__EXERCISE TASK__. Reproduce the data verbatim, starting at the line that contains "Where can the sausage skin" and ending at the end of the data. Omit any pictures from your answer.

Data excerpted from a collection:
>> Begin
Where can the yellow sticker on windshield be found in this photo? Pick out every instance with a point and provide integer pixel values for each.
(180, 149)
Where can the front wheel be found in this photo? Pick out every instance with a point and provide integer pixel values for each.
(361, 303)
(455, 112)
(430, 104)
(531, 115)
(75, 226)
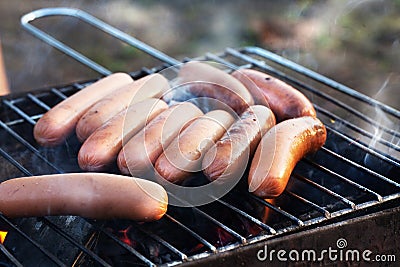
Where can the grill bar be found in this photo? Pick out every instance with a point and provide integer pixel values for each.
(357, 129)
(192, 233)
(262, 65)
(323, 211)
(278, 210)
(160, 240)
(369, 171)
(362, 146)
(45, 252)
(19, 111)
(327, 191)
(126, 247)
(10, 256)
(244, 214)
(62, 233)
(320, 78)
(212, 219)
(342, 178)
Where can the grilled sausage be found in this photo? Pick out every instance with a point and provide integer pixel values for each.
(185, 153)
(101, 149)
(60, 121)
(139, 154)
(285, 101)
(153, 85)
(204, 80)
(279, 151)
(90, 195)
(229, 157)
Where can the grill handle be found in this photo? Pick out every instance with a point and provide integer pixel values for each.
(79, 14)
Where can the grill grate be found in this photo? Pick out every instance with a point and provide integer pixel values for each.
(358, 168)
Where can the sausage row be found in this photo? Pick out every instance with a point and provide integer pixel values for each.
(125, 122)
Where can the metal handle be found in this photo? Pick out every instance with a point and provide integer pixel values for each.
(77, 13)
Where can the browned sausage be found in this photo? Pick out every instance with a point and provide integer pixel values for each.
(101, 149)
(228, 158)
(285, 101)
(153, 85)
(140, 153)
(204, 80)
(90, 195)
(185, 153)
(279, 151)
(60, 121)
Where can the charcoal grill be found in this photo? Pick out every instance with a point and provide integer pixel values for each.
(349, 189)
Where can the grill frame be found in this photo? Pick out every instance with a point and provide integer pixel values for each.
(250, 57)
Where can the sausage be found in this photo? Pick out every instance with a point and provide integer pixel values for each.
(90, 195)
(139, 154)
(279, 151)
(185, 153)
(204, 80)
(60, 121)
(153, 85)
(229, 157)
(285, 101)
(101, 149)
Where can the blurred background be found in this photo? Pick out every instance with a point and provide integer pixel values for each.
(355, 42)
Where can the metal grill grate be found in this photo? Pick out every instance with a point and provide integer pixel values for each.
(358, 168)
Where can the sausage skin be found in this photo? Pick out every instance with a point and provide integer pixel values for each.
(185, 153)
(90, 195)
(279, 151)
(139, 154)
(228, 158)
(101, 149)
(284, 100)
(204, 80)
(151, 86)
(60, 121)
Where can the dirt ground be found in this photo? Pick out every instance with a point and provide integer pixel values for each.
(354, 42)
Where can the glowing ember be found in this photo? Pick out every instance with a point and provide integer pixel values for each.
(125, 237)
(3, 235)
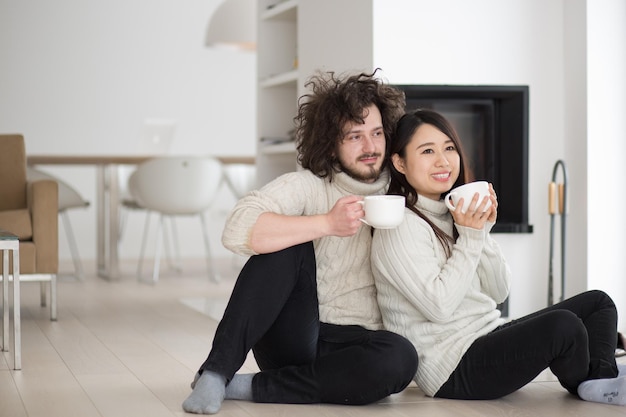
>> End
__TASK OUTPUT__.
Where can the sausage skin be found in this photo? Pick out every instance with a point and provide integer pixel values for each.
(185, 153)
(90, 195)
(279, 151)
(139, 154)
(228, 158)
(101, 149)
(284, 100)
(204, 80)
(151, 86)
(60, 121)
Where can the dirt ground be found in this photo? Pick out every instance with a point and provide integer pixel values for each.
(354, 42)
Where can the glowing ember be found in this photo? Pick out every instance with a point and provide integer pixel values for each.
(125, 237)
(3, 235)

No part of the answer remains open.